▽

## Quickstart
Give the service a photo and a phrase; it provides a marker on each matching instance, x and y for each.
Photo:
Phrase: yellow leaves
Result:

△

> [WHAT IS REQUIRED]: Reproduce every one of the records above verbatim.

> [REPLY]:
## Quickstart
Give the service a photo and a phrase; it provides a marker on each matching instance, x and y for each.
Photo:
Phrase: yellow leaves
Result:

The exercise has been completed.